= Set problem =
Copy the data from the line that contains "Pick out every instance of the clear" to its last line, exactly, including both of those lines and leaving out everything before.

━━━━━━━━━━━━━━━━━━━━━━━━━━━━━━

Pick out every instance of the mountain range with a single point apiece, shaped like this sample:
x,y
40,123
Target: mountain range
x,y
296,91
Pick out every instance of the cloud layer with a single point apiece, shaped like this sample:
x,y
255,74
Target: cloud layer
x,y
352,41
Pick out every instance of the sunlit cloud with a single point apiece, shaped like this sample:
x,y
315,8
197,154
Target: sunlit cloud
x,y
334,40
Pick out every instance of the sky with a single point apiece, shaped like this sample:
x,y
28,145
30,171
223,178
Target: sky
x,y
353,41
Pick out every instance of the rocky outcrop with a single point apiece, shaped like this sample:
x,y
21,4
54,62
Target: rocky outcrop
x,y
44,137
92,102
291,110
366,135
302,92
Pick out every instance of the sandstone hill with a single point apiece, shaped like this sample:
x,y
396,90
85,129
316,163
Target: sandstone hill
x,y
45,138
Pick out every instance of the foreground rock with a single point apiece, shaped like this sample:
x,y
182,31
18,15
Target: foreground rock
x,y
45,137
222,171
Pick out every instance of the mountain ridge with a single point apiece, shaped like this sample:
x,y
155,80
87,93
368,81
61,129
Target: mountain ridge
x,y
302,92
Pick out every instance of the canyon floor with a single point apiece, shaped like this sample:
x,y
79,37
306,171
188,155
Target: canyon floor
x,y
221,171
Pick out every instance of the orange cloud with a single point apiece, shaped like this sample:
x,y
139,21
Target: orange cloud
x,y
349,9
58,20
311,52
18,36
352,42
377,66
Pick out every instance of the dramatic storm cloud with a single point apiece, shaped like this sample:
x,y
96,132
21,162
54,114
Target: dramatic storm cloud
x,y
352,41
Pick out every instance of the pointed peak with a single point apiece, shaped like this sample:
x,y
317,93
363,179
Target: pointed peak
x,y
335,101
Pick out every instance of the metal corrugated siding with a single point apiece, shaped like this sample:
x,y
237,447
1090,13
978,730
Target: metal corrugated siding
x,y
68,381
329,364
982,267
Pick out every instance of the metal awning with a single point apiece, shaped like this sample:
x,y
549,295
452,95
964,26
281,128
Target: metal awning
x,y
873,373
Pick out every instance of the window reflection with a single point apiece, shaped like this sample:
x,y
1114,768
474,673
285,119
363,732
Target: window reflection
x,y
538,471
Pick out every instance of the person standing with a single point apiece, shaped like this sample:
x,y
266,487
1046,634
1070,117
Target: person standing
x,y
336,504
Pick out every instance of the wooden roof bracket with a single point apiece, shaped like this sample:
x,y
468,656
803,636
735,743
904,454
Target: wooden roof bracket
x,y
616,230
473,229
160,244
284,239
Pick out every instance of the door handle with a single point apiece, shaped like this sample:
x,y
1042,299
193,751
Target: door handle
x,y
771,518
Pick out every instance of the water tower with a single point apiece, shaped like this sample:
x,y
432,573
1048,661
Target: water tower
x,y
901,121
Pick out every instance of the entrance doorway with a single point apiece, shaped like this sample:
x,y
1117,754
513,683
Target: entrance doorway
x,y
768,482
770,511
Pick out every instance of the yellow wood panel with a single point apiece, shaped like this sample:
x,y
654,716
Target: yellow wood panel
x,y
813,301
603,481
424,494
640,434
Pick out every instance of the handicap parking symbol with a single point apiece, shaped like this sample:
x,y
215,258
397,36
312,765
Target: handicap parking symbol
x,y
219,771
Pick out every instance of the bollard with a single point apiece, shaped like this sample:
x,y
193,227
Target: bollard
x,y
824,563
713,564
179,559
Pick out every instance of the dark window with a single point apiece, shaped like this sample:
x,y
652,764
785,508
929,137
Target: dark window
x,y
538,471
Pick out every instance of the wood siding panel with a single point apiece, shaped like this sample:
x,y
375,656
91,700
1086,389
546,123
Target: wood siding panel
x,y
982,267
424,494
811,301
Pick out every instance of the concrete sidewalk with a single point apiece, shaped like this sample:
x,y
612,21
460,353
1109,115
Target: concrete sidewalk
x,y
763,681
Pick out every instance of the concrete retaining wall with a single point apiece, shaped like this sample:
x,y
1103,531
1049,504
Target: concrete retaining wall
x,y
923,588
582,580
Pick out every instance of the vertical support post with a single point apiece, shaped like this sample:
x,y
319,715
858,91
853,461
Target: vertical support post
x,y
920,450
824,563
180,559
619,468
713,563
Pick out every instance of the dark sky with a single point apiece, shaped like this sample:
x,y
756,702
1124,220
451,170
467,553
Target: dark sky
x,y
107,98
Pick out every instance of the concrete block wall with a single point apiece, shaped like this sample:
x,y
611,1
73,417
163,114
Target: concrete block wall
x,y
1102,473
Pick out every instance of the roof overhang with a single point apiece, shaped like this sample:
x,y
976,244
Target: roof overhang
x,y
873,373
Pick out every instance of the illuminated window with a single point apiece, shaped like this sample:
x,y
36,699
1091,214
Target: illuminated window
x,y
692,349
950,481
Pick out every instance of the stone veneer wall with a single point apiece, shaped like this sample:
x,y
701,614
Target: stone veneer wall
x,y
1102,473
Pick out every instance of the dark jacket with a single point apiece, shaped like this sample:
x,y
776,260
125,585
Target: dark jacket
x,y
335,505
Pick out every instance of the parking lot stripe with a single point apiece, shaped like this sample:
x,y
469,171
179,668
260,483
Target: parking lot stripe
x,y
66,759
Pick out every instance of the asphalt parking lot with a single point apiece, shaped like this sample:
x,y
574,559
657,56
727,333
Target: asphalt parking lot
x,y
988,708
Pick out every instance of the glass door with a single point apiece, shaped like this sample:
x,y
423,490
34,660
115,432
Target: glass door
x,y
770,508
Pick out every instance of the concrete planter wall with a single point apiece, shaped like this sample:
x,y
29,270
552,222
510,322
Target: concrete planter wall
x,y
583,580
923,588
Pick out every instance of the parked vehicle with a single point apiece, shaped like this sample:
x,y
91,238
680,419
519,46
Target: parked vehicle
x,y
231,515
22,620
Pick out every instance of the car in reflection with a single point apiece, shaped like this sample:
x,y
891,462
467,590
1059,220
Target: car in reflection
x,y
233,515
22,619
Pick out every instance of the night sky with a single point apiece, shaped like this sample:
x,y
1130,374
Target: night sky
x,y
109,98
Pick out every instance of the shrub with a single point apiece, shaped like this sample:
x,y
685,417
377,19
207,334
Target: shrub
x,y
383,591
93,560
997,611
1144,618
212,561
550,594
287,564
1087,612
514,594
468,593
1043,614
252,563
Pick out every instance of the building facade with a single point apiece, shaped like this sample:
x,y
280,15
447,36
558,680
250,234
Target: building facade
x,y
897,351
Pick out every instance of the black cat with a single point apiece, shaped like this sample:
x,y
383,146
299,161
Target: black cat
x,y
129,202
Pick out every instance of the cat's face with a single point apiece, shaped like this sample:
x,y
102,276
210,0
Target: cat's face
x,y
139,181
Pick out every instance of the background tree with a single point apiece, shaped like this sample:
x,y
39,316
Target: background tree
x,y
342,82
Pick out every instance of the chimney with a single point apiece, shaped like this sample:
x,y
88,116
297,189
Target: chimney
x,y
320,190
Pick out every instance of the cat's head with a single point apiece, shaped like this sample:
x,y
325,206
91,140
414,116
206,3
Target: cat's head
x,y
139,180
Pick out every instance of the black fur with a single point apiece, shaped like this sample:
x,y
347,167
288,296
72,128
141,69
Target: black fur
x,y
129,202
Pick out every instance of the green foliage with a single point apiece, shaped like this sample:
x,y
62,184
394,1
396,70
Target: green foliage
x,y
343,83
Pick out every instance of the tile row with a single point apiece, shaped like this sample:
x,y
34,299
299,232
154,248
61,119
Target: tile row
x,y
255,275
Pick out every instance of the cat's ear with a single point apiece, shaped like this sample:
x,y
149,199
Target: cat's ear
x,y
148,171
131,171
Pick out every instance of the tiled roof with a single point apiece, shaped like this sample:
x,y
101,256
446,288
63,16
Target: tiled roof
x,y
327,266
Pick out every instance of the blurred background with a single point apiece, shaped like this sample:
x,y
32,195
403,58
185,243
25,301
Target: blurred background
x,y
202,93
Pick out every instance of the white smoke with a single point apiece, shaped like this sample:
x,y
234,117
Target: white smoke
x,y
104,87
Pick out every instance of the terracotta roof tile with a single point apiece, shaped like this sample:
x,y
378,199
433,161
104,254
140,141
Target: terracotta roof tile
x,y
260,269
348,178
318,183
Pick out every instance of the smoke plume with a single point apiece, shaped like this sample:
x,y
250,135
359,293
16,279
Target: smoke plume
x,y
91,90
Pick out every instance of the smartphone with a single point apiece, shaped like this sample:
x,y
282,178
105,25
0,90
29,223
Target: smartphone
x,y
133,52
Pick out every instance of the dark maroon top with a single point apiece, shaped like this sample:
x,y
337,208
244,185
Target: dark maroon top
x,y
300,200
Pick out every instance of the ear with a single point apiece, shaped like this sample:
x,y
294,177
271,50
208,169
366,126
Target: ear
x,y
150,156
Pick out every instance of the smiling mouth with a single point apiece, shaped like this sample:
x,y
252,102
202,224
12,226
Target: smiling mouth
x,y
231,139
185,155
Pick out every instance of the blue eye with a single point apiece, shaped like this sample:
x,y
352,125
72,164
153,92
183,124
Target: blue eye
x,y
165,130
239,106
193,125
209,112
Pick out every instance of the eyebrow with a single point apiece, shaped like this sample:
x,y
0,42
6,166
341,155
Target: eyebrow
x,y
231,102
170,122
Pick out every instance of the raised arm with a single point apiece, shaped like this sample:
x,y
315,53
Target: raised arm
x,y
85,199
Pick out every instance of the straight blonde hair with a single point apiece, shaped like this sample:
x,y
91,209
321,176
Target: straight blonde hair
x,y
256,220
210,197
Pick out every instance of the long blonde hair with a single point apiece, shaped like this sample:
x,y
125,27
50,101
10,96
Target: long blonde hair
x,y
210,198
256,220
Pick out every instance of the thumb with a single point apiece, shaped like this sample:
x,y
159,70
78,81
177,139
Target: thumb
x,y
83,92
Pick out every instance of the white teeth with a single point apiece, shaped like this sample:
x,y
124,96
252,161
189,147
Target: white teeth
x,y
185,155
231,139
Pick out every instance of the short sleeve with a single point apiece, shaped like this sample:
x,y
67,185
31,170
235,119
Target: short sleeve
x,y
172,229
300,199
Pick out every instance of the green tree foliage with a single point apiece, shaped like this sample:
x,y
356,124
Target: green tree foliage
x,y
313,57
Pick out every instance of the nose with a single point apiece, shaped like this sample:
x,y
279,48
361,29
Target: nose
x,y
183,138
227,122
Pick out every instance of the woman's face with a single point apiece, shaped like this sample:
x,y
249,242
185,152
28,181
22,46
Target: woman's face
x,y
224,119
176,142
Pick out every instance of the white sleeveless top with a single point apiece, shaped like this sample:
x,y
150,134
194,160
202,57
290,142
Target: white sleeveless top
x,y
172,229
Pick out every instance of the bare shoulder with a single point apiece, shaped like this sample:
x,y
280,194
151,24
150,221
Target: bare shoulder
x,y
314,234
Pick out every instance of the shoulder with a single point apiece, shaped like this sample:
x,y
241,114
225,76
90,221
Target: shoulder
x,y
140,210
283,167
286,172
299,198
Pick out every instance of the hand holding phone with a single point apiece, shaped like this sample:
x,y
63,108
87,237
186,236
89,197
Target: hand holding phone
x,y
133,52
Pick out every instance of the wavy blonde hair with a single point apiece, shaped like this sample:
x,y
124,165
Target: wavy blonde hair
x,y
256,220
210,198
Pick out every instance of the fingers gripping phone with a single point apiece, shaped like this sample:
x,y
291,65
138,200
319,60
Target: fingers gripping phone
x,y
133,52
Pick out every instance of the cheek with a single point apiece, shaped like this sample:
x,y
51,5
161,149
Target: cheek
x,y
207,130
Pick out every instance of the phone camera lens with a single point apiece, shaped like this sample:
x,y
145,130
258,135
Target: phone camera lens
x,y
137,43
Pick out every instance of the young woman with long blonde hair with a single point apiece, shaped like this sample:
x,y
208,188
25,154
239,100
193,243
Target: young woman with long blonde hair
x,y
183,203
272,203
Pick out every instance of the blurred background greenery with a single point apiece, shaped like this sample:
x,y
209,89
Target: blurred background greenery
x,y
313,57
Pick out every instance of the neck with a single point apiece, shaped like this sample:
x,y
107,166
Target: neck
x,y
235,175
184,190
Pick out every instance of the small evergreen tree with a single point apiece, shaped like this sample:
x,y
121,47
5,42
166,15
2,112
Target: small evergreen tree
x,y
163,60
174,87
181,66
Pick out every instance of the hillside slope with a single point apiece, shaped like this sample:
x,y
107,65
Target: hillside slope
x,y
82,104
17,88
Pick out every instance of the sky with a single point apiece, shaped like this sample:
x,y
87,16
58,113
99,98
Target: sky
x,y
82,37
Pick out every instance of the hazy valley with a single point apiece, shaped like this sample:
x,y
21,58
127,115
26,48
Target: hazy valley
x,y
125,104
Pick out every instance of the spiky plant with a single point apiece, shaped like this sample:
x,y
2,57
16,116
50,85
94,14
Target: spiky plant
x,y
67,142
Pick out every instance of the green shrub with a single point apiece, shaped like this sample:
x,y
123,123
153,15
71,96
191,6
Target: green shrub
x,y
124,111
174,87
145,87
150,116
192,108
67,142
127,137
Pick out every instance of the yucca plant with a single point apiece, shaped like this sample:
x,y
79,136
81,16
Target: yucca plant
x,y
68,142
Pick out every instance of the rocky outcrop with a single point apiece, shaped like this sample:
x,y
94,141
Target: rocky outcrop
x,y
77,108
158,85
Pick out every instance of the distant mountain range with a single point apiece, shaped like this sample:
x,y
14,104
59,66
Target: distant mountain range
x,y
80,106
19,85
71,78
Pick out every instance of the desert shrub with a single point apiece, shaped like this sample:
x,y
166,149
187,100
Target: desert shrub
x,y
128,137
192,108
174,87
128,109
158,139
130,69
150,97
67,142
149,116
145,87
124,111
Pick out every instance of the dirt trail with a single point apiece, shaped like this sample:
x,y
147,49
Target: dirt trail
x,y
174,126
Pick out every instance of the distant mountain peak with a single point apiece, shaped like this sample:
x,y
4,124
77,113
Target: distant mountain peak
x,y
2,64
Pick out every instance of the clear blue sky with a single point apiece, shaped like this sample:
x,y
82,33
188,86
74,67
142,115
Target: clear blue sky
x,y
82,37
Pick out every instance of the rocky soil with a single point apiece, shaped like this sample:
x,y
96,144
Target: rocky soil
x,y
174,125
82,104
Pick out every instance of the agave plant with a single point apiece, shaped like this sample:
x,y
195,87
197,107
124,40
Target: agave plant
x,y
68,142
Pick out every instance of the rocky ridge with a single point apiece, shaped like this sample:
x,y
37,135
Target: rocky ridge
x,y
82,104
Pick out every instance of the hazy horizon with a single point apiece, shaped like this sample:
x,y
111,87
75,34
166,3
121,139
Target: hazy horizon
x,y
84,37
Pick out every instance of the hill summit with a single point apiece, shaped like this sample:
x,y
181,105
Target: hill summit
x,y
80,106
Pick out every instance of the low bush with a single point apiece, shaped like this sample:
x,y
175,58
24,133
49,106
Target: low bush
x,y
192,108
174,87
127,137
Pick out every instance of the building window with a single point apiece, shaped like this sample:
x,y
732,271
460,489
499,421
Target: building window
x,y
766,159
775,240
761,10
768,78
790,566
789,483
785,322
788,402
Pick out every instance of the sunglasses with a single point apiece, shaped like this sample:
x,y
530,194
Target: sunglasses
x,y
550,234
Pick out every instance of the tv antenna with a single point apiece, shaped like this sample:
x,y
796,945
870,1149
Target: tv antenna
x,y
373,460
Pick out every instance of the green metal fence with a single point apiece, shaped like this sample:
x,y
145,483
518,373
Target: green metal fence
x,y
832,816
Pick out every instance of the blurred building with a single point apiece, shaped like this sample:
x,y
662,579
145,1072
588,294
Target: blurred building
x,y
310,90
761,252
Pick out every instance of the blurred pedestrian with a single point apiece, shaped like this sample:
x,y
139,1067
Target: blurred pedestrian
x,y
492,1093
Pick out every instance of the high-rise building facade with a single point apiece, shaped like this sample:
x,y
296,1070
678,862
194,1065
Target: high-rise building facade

━━━━━━━━━━━━━━━━━━━━━━━━━━━━━━

= Task output =
Pick out every instance of the clear blue sky with a single point apiece, shaped like this sample:
x,y
82,33
188,86
74,67
142,115
Target: clear blue sky
x,y
82,37
Pick out every instance of the rocky soil with a single point apiece, shaped like this sample:
x,y
96,144
Target: rocky soil
x,y
174,125
82,104
Pick out every instance of the agave plant with a single point apiece, shaped like this sample:
x,y
195,87
197,107
124,40
Target: agave plant
x,y
68,142
Pick out every instance of the rocky ridge with a single point apiece, shaped like this sample:
x,y
37,135
Target: rocky ridge
x,y
82,104
Pick out every instance of the hazy horizon with a single point apiece, shaped like this sample:
x,y
111,87
75,34
166,3
121,139
Target: hazy horizon
x,y
84,37
Pick out every instance of the hill summit with a single point apiece, shaped like this sample:
x,y
181,105
Target: hill summit
x,y
80,106
Pick out every instance of the low bush with a single point apiece, shaped like this sample:
x,y
175,58
24,133
49,106
Target: low bush
x,y
192,108
174,87
127,137
Pick out every instance of the building window with a single point apiece, shaped like this sample:
x,y
732,271
460,489
499,421
Target: building window
x,y
766,159
775,240
761,10
768,78
790,566
789,483
785,322
788,402
Pick out every instance of the sunglasses with a single point apiece, shaped like this sample:
x,y
530,194
Target: sunglasses
x,y
550,234
Pick out every instance of the tv antenna with a single point apiece, shaped like this sample:
x,y
796,945
870,1149
Target: tv antenna
x,y
373,460
Pick out every instance of the green metal fence with a single point apiece, shaped like this sample:
x,y
145,483
518,373
Target: green metal fence
x,y
832,816
Pick out every instance of the blurred building with a single point apiece, shaped like this sample:
x,y
662,579
145,1072
588,294
Target: blurred building
x,y
310,90
761,252
Pick out every instance of the blurred pedestrian with a single point apiece, shaped like this sample:
x,y
139,1067
Target: blurred pedestrian
x,y
492,1093
Pick out every instance of the high-rise building facade with a single point apiece, shaped like this sample:
x,y
296,1070
678,862
194,1065
Target: high-rise building facade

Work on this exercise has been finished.